* [WORK INSTRUCTION]
Below is a set of entries; give all of them again exactly.
#### INFORMATION SHOWN
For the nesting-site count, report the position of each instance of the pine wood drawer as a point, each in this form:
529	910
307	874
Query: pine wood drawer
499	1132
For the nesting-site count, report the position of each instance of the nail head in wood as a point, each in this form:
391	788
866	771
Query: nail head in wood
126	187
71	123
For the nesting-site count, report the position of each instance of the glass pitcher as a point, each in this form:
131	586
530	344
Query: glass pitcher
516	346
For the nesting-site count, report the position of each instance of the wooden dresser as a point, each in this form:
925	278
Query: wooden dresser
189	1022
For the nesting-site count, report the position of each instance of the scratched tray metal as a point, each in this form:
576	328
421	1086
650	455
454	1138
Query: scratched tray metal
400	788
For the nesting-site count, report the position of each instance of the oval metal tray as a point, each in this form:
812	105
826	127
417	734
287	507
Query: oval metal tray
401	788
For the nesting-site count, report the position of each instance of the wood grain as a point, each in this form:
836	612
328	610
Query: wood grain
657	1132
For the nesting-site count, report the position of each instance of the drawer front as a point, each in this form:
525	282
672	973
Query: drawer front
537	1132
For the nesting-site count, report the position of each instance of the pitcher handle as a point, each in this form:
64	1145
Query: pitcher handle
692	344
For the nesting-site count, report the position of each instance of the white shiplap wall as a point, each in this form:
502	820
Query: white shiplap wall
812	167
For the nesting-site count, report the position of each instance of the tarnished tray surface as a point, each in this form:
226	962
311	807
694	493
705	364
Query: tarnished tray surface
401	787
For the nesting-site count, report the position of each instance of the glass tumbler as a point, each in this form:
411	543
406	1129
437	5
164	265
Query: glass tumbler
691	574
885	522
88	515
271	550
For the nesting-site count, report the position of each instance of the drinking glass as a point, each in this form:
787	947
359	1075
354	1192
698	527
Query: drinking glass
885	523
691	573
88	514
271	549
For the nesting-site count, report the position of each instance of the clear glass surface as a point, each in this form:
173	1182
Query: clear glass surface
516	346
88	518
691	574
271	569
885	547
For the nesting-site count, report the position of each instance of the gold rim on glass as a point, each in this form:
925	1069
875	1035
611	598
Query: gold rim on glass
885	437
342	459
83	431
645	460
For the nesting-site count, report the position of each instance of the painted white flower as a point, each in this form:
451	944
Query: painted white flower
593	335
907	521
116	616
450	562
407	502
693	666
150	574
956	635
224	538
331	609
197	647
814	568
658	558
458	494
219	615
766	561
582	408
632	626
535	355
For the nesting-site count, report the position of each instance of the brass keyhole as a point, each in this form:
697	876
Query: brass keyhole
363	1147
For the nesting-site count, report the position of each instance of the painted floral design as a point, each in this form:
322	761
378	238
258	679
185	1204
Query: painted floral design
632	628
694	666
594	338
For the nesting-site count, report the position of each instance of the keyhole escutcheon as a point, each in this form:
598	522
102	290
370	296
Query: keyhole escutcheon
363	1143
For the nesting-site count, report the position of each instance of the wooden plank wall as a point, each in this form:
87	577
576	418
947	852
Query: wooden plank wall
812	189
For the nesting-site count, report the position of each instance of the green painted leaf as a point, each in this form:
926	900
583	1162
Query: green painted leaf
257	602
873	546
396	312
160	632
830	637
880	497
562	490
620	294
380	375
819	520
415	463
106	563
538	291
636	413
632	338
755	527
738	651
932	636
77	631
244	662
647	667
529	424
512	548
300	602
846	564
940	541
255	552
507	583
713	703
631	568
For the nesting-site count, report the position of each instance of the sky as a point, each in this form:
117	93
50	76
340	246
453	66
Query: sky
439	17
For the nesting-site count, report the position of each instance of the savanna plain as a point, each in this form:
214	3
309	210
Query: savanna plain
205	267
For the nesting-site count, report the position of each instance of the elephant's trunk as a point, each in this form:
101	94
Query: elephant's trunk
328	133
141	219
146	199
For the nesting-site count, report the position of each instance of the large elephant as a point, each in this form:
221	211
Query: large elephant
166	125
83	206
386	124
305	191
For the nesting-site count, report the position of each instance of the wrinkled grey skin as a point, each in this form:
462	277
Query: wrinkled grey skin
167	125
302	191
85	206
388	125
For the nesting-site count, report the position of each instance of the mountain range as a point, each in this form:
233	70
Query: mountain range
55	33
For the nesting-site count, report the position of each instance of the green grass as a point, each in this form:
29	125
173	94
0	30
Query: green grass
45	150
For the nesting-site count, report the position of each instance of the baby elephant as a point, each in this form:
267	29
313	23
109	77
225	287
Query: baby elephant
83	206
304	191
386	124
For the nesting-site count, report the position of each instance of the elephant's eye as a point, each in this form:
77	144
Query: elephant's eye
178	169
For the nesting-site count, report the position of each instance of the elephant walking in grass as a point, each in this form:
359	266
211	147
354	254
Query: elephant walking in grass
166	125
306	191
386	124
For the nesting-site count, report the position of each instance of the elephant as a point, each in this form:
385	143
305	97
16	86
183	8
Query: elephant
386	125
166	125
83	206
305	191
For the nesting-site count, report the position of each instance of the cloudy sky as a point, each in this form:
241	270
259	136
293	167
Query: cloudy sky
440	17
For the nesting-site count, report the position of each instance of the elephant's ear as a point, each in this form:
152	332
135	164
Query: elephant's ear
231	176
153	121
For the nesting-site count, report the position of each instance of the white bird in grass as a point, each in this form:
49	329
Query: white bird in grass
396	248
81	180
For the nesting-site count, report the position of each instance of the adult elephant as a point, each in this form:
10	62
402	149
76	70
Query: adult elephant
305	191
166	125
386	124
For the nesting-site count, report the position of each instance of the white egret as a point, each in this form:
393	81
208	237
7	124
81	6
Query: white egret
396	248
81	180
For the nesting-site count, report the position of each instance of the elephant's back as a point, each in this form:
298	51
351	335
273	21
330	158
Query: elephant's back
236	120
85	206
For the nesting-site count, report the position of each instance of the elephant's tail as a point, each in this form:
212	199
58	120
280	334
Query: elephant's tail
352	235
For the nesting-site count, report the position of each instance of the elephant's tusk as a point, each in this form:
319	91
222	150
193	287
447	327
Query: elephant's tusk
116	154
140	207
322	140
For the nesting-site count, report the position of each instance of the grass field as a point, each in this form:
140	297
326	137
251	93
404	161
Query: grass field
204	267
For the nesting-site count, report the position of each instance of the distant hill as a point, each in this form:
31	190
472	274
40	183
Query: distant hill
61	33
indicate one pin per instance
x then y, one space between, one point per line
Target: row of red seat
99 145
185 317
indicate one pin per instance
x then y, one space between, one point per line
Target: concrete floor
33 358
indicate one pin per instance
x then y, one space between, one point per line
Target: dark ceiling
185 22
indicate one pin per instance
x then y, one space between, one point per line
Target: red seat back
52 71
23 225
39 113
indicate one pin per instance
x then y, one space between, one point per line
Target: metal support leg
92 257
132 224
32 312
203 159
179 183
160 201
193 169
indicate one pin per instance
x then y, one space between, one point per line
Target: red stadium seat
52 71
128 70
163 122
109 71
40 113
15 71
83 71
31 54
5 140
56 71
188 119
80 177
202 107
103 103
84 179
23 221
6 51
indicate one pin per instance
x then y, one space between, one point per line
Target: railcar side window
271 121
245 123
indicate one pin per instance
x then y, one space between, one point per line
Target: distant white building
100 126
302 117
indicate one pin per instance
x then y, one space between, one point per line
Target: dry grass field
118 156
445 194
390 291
########
* [RESPONSE AREA]
For the nesting-site count, report the position of each instance of the pine wood drawer as a point, each in this form:
529	910
307	874
Query: pine wood drawer
499	1132
For the nesting-site count, report the position of each instance of the nail head in wood as a point, each in this form:
391	788
866	771
Query: nail head in wood
126	187
71	123
For the nesting-site count, report the position of each instance of the glass pitcher as a point, each in this form:
131	586
530	344
Query: glass pitcher
516	346
For the nesting-site count, report the position of each instance of the wooden dresser as a point, each in this form:
925	278
Query: wooden dresser
189	1022
For the nesting-site count, report the position of each instance of the scratched tray metal as a point, each in this form:
576	328
421	1086
650	455
454	1138
Query: scratched tray metal
400	788
For the nesting-site count, report the position of each instance of the oval metal tray as a point, each in this form:
812	105
826	127
417	734
287	507
Query: oval metal tray
401	788
For the nesting-site count, report the position of each instance of the wood grain as a point, each in this form:
836	612
328	610
Query: wood grain
657	1132
For the nesting-site count, report the position of each instance of the drawer front as a point, each in this form:
525	282
672	973
Query: drawer front
537	1132
For the nesting-site count, report the position of each instance of the pitcher handle as a point, each in this form:
64	1145
Query: pitcher handle
692	344
For the nesting-site count, report the position of each instance of the white shiplap wall as a point, each in this form:
502	820
Query: white shiplap wall
812	167
For the nesting-site count, report the position of each instance of the tarnished tray surface as a point, each in this form:
226	962
311	807
694	493
705	364
Query: tarnished tray surface
401	787
For the nesting-site count, report the position of each instance of the glass tumbler as a point, each in this form:
411	543
406	1129
437	5
164	265
Query: glass tumbler
691	574
885	522
88	515
271	550
For the nesting-site count, report the position of each instance of the drinking glass as a point, each in this form:
787	947
359	1075
354	1192
698	527
Query: drinking glass
885	523
691	573
88	514
271	549
For the nesting-site count, report the position of each instance of the clear glass surface as a point, each in this form:
173	1182
Query: clear glass surface
516	346
88	518
691	574
271	569
885	547
For the nesting-site count, report the position of each instance of the gold rim on glass as a point, each in this form:
925	1069
875	1035
611	598
Query: gold rim on glass
885	437
342	459
83	431
645	460
For the nesting-site count, report the position of each instance of the painted white flower as a point, each in this form:
451	944
Query: painted white flower
593	335
907	521
116	616
450	562
407	502
693	666
150	574
956	635
224	538
331	609
197	647
814	568
658	558
458	494
219	615
766	561
582	408
632	626
535	355
For the nesting-site count, report the position of each instance of the brass keyhole as a point, each in this form:
697	876
Query: brass keyhole
363	1147
For the nesting-site count, report the position of each instance of the painted floral design as a point, each in this form:
322	761
378	238
258	679
185	1204
Query: painted floral design
632	628
694	666
594	338
For the nesting-site count, report the position of each instance of the keyhole escutcheon as a point, each in this form:
598	522
102	290
370	296
Query: keyhole escutcheon
363	1143
For the nesting-site count, report the position of each instance of the wooden plank wall as a point, each in this form:
87	577
576	418
947	852
Query: wooden plank wall
812	189
For the nesting-site count, report the position of each instance of the green painted leaf as a point, each in this form:
926	900
583	1162
Query: green painted leaf
257	602
873	546
396	312
160	632
830	637
880	497
562	490
620	294
380	375
819	520
415	463
106	563
538	291
636	413
632	338
755	527
738	651
932	636
77	631
244	662
647	667
529	424
512	548
300	602
846	564
940	541
255	552
507	583
713	703
631	568
For the nesting-site count, report the position of each instance of the sky as a point, each in this form:
117	93
50	76
340	246
453	66
Query: sky
439	17
For the nesting-site count, report the position of each instance of the savanna plain as a point, each in this form:
214	3
309	210
Query: savanna plain
205	267
For the nesting-site count, report the position of each instance of the elephant's trunk as a point, each in this form:
101	94
Query: elephant's trunk
328	133
141	219
146	199
For the nesting-site count, report the position of each instance of the large elephant as a point, each in this form:
221	211
Query: large elephant
166	125
83	206
386	124
305	191
For the nesting-site count, report the position of each instance of the wrinkled grey skin as a point, each in this form:
462	277
Query: wrinkled grey skin
167	125
302	191
85	206
388	125
For the nesting-site count, report the position of each instance of the mountain range as a point, each in this form:
233	70
Query: mountain range
55	33
For the nesting-site count, report the position of each instance of the green grass as a point, each in this form:
29	125
173	94
0	30
Query: green grass
45	150
For the nesting-site count, report the position of each instance of the baby elephant as a point, each in this form:
267	29
313	23
109	77
225	287
Query: baby elephant
83	206
304	191
386	124
For the nesting-site count, report the position of each instance of the elephant's eye as a point, each in this form:
77	144
Query: elephant's eye
178	169
For the nesting-site count, report the position of each instance of the elephant walking in grass as a point, each in this form:
359	266
211	147
354	254
Query: elephant walking in grass
166	125
306	191
386	124
For the nesting-site count, report the position of each instance of the elephant as a point, each in this form:
385	143
305	97
16	86
183	8
Query: elephant
386	125
166	125
83	206
305	191
For the nesting-site count, report the position of each instance of the cloudy sky as a point, each in this form:
241	270
259	136
293	167
Query: cloudy sky
440	17
For the nesting-site count, report the position of each instance of the elephant's ear as a point, each in this form:
152	332
135	164
Query: elephant's ear
231	176
153	121
For the nesting-site count, report the position of each instance of the white bird in grass as a point, each in this form:
49	329
Query: white bird in grass
396	248
81	180
For the nesting-site count, report the position of each instance of the adult elephant as a point, each in this form:
10	62
402	149
76	70
Query: adult elephant
305	191
166	125
386	124
For the nesting-site count, report the position of each instance of the white egret as a point, each in this form:
393	81
208	237
7	124
81	6
Query: white egret
396	248
81	180
For the nesting-site count, report the position of each instance of the elephant's back as a point, each in this form:
298	51
351	335
273	21
330	158
Query: elephant's back
236	120
85	206
For the nesting-site count, report the position of each instance of the elephant's tail as a point, each in this form:
212	199
58	120
280	334
Query: elephant's tail
352	235
For the nesting-site count, report the position of each instance of the elephant's tusk as a point, each in this form:
319	91
222	150
193	287
447	327
Query: elephant's tusk
116	154
140	207
322	140
For the nesting-site count, report the position of each instance of the grass field as a point, each in this form:
140	297
326	137
251	93
404	161
Query: grass field
204	267
For the nesting-site count, report the position of each instance of the distant hill as a point, each in this form:
31	190
472	274
40	183
Query: distant hill
61	33
indicate one pin per instance
x then y, one space between, one point per line
Target: row of red seat
99 145
185 317
indicate one pin per instance
x then y, one space between, one point per line
Target: concrete floor
33 358
indicate one pin per instance
x then y, one space between, one point per line
Target: dark ceiling
185 22
indicate one pin per instance
x then y, one space between, one point per line
Target: red seat back
52 71
23 225
39 113
indicate one pin per instance
x then y, one space between, one point per line
Target: metal support leg
92 257
132 224
32 312
203 159
179 183
160 201
193 169
indicate one pin per instance
x then y, one space between, one point per line
Target: red stadium seat
52 71
128 70
163 122
109 71
40 113
15 71
83 71
31 54
5 140
56 71
188 119
80 177
202 107
103 103
84 179
23 221
6 51
indicate one pin per instance
x then y, one space between, one point per line
Target: railcar side window
271 121
245 123
indicate one pin per instance
x then y, one space between, one point per line
Target: distant white building
100 126
302 117
indicate one pin per instance
x then y, one space between, one point per line
Target: dry grass field
118 156
445 194
390 291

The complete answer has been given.